Stated task: Edit the rows below by replacing "stone fortification" with "castle wall" and changing nothing else. Leave the pictures out of your answer.

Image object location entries
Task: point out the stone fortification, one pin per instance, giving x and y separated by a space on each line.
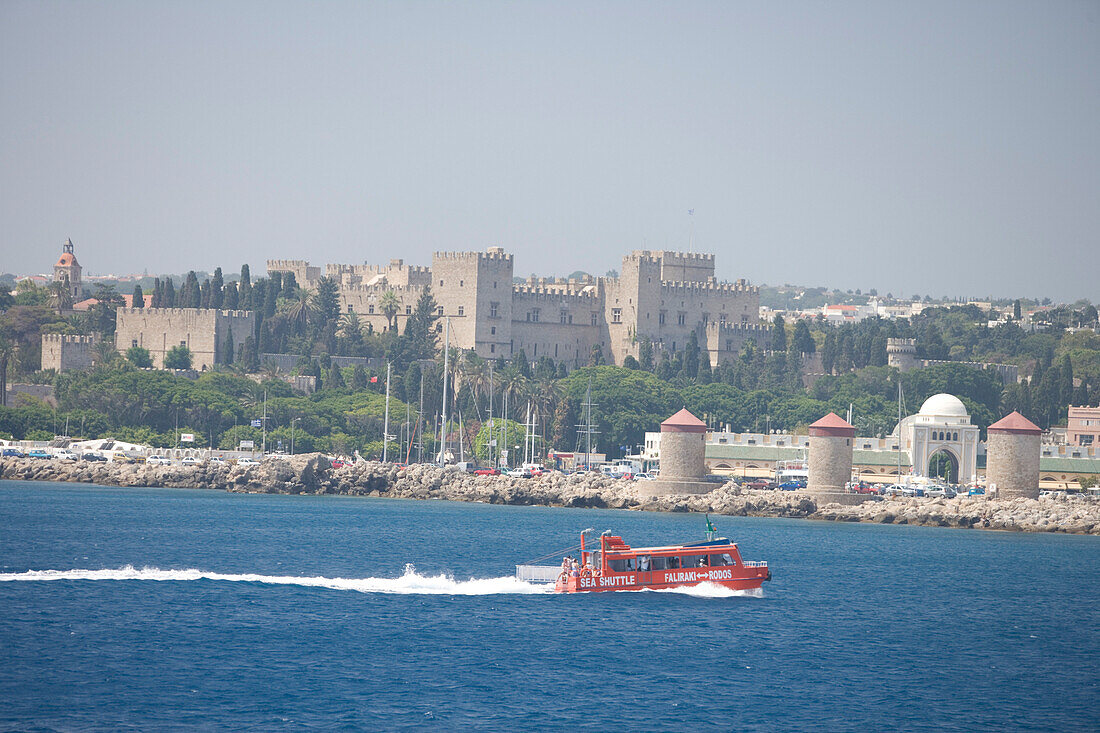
829 465
66 352
660 296
201 330
304 274
1012 453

Solution below:
Task: point out the castle wall, one pin per instance, giving x and y separated by a space on each line.
829 465
66 352
660 296
201 330
304 274
1012 453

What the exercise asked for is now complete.